• [Goal of the exercise] Copy the records from the line with "Can you see the gravel" through the end of the records, swapping "gravel" for "pebble" and keeping everything else the same.

• [Data entries]
+-------+
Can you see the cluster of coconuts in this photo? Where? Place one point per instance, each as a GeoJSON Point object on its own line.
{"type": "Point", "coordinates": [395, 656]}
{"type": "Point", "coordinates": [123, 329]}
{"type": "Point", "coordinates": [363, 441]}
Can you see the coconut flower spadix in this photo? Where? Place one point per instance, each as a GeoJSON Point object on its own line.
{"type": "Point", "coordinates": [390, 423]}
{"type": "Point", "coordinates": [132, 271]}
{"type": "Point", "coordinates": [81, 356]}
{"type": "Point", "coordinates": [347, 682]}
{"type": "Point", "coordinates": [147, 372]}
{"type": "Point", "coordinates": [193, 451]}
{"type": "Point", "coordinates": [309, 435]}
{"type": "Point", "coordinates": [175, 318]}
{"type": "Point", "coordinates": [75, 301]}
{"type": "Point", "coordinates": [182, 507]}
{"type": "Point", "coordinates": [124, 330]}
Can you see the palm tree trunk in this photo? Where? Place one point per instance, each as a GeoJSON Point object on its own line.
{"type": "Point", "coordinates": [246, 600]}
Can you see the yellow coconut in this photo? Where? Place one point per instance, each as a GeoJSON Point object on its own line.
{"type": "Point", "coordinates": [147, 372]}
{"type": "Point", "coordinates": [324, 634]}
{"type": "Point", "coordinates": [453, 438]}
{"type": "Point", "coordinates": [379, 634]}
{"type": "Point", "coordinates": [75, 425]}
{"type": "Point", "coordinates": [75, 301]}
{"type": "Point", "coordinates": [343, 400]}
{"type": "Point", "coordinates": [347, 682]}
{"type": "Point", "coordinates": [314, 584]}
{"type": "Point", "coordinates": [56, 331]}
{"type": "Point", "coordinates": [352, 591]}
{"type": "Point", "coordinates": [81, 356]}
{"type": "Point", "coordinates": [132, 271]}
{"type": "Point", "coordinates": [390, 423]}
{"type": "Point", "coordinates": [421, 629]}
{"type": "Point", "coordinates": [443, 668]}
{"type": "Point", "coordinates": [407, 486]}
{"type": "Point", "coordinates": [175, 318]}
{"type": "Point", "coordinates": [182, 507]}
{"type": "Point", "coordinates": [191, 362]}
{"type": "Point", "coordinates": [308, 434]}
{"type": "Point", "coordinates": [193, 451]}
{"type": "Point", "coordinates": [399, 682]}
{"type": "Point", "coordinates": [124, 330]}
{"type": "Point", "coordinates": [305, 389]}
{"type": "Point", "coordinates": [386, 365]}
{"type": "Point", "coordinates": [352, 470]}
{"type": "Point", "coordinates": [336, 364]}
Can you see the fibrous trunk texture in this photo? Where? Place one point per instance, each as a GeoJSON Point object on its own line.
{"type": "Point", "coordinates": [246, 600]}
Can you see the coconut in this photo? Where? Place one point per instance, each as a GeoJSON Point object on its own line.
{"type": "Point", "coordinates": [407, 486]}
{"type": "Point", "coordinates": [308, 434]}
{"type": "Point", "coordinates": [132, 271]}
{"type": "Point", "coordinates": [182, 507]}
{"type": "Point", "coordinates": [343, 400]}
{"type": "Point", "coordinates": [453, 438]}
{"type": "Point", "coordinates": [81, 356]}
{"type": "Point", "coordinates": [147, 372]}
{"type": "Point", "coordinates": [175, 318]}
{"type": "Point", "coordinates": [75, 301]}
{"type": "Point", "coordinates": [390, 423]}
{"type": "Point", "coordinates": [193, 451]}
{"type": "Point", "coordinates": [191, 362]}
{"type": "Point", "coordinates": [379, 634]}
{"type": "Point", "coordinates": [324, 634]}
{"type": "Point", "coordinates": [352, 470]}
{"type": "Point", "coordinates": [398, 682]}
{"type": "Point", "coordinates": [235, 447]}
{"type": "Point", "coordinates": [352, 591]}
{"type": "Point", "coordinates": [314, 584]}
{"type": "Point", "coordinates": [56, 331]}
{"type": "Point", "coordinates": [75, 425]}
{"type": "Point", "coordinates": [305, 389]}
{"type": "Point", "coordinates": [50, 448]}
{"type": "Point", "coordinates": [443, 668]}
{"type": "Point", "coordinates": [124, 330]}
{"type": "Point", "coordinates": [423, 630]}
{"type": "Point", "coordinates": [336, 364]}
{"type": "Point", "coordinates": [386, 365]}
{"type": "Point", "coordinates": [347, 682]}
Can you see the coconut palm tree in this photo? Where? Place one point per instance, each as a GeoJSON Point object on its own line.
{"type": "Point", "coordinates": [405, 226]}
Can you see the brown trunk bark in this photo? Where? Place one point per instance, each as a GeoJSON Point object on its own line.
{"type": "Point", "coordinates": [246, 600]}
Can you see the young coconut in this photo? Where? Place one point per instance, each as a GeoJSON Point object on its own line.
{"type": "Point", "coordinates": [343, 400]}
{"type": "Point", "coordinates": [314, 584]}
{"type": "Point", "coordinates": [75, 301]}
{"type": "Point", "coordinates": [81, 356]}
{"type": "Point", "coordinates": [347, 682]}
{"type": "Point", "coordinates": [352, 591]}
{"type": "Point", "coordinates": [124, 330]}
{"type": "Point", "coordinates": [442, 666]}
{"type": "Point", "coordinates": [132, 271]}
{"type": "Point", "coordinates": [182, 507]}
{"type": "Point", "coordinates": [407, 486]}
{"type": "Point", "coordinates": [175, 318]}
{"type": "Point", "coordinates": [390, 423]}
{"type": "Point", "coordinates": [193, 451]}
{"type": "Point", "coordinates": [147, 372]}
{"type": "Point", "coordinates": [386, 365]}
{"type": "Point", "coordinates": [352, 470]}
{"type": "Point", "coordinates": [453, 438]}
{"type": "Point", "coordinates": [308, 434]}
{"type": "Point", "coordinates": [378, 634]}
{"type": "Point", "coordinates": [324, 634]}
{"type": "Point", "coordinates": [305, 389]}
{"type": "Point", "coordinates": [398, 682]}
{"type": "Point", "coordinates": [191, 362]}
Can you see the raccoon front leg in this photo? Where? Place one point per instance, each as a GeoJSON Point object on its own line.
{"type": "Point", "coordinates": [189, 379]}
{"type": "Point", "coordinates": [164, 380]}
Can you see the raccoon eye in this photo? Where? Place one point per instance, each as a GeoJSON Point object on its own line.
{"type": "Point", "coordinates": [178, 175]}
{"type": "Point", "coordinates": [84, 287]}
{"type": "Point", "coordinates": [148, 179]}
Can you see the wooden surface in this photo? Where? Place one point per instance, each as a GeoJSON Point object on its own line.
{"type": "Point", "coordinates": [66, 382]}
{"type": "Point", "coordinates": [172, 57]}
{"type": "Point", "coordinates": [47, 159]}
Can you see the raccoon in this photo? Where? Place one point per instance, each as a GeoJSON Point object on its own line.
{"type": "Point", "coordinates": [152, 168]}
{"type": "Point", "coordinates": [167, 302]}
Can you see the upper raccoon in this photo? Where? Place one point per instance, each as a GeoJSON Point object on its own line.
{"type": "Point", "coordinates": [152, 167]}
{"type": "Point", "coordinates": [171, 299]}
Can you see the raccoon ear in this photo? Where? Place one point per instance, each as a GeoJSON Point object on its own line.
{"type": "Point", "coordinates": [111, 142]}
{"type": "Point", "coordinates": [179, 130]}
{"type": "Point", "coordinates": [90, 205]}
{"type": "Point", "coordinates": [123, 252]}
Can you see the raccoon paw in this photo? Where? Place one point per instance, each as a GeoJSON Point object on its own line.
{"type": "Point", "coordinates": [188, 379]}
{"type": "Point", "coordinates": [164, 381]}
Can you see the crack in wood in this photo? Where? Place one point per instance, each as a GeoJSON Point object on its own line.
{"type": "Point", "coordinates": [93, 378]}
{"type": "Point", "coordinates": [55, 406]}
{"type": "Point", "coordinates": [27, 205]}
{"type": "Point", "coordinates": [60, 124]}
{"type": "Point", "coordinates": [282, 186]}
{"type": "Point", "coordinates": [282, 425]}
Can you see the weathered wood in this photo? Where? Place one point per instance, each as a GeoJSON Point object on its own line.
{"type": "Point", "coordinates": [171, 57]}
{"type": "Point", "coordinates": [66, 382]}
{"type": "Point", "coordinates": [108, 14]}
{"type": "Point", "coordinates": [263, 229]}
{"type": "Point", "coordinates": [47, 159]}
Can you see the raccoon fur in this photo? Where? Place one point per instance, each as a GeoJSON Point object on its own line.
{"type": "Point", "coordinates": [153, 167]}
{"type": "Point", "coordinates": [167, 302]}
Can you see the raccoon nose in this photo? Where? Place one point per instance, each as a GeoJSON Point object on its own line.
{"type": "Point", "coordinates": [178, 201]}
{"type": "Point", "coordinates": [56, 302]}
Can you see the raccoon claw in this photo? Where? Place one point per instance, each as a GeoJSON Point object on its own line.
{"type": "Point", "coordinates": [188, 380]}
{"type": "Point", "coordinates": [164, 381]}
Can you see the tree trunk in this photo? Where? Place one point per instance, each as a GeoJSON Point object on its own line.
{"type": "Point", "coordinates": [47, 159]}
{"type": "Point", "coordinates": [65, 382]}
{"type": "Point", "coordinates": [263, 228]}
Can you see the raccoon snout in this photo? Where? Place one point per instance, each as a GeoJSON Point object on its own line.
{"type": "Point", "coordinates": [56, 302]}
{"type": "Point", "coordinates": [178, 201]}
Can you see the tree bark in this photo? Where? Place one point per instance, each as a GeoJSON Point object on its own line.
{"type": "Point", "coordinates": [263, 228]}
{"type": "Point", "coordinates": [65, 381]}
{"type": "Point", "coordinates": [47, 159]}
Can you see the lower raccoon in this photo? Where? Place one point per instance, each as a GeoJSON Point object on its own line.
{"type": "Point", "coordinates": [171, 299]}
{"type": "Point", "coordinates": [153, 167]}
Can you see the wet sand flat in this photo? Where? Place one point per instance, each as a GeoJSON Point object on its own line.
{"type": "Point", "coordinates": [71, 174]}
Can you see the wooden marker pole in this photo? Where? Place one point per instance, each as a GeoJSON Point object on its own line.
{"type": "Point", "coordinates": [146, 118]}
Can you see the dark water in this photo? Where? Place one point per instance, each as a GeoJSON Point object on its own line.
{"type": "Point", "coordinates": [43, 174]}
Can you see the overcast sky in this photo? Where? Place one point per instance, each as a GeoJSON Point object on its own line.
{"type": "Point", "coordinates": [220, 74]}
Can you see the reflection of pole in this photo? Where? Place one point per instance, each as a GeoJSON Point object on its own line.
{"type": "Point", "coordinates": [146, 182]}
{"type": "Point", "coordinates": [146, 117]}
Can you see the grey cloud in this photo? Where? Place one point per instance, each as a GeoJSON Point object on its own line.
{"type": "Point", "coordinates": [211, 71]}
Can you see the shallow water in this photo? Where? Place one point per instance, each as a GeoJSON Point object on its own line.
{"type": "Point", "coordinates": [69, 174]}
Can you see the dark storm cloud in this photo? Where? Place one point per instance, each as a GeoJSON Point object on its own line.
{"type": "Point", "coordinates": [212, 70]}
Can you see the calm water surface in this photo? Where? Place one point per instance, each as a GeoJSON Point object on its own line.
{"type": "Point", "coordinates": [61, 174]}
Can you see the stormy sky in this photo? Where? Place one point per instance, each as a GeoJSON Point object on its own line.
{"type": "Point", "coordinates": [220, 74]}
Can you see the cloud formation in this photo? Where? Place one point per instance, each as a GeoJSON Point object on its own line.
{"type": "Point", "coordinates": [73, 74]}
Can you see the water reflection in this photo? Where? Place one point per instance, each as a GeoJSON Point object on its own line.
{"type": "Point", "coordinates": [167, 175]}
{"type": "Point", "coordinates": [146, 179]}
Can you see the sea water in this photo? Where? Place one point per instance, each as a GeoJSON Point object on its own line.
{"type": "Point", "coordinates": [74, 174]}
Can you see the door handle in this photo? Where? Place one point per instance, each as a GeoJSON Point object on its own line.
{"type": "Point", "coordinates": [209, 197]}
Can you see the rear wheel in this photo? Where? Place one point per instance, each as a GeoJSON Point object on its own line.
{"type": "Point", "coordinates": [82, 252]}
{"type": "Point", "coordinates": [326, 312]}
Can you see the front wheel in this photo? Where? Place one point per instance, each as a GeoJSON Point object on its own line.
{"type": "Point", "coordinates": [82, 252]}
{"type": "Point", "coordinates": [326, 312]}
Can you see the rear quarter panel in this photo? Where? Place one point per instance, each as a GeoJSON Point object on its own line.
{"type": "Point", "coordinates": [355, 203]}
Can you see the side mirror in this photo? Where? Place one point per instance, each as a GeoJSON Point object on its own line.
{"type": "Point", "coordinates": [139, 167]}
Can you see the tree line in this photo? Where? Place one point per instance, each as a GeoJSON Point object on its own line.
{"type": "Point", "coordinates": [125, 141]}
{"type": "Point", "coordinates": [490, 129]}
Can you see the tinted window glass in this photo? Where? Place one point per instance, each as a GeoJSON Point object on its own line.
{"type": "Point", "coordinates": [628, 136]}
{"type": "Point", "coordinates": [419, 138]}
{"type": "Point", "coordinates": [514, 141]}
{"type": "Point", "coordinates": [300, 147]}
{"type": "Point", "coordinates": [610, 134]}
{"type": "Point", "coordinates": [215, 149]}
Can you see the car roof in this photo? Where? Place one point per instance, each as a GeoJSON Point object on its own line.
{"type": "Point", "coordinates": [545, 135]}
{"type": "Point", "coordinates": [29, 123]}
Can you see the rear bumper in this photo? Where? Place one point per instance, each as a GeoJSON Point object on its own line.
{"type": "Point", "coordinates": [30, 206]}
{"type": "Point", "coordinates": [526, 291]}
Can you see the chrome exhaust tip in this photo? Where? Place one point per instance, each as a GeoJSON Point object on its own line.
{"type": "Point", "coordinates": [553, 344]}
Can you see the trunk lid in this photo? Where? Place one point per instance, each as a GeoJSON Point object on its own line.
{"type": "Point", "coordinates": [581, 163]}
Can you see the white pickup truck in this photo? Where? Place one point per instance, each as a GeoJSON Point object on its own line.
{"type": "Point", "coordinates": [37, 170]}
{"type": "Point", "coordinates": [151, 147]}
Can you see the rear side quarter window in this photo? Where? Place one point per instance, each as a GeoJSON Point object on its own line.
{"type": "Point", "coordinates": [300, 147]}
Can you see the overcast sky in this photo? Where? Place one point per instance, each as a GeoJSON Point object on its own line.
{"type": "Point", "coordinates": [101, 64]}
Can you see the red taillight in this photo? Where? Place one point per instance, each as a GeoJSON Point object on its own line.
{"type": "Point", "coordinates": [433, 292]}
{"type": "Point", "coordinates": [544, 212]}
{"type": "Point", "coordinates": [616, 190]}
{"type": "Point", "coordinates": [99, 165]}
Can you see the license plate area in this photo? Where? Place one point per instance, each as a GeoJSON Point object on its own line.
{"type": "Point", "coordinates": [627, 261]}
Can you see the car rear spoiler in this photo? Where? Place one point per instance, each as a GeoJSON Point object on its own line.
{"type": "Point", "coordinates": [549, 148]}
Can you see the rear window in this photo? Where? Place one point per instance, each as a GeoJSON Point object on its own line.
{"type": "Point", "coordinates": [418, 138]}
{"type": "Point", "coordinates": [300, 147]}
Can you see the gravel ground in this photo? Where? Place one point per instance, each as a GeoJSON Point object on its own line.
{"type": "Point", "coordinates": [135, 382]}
+-------+
• [Reply to the task]
Can you see the pebble ground in this photo? Where? Place one point per instance, each as a GeoJSON Point object on its own line.
{"type": "Point", "coordinates": [135, 382]}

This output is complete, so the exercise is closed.